PROBLEM STATEMENT ->
Tally every line in the following material that has the word "find" in it, and answer with that figure alone.

SUPPLIED INFORMATION ->

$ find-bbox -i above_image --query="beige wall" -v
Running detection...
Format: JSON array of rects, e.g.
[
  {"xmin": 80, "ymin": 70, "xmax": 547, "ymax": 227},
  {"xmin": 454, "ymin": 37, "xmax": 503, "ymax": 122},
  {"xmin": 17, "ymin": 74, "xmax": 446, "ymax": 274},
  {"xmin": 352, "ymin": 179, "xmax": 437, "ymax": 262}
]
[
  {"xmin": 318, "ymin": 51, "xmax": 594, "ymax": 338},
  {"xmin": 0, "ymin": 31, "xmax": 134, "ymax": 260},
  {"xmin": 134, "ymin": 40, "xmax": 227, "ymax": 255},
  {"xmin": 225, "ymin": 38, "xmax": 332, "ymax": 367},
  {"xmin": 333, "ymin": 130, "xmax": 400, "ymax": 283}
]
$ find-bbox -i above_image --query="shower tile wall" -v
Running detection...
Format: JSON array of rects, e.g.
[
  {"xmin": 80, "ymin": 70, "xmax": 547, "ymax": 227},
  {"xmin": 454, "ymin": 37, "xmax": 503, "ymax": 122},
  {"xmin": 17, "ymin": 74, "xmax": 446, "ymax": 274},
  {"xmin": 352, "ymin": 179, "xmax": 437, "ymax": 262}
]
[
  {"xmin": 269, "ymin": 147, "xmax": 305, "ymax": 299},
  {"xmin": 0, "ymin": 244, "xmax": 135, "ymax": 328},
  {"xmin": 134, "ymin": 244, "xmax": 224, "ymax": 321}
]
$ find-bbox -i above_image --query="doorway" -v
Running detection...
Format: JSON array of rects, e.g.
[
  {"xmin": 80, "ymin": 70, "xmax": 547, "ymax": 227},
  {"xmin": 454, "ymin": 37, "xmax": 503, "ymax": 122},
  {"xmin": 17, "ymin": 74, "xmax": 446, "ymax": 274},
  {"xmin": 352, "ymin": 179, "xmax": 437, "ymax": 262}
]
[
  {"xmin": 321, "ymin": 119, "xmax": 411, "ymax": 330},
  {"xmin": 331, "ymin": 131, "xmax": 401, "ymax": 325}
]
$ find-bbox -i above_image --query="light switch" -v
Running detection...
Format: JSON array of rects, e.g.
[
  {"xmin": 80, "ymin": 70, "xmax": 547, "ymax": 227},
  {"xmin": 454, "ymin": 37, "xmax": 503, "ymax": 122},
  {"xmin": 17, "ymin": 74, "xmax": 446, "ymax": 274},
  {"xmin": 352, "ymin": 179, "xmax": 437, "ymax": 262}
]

COMPLETED TASK ->
4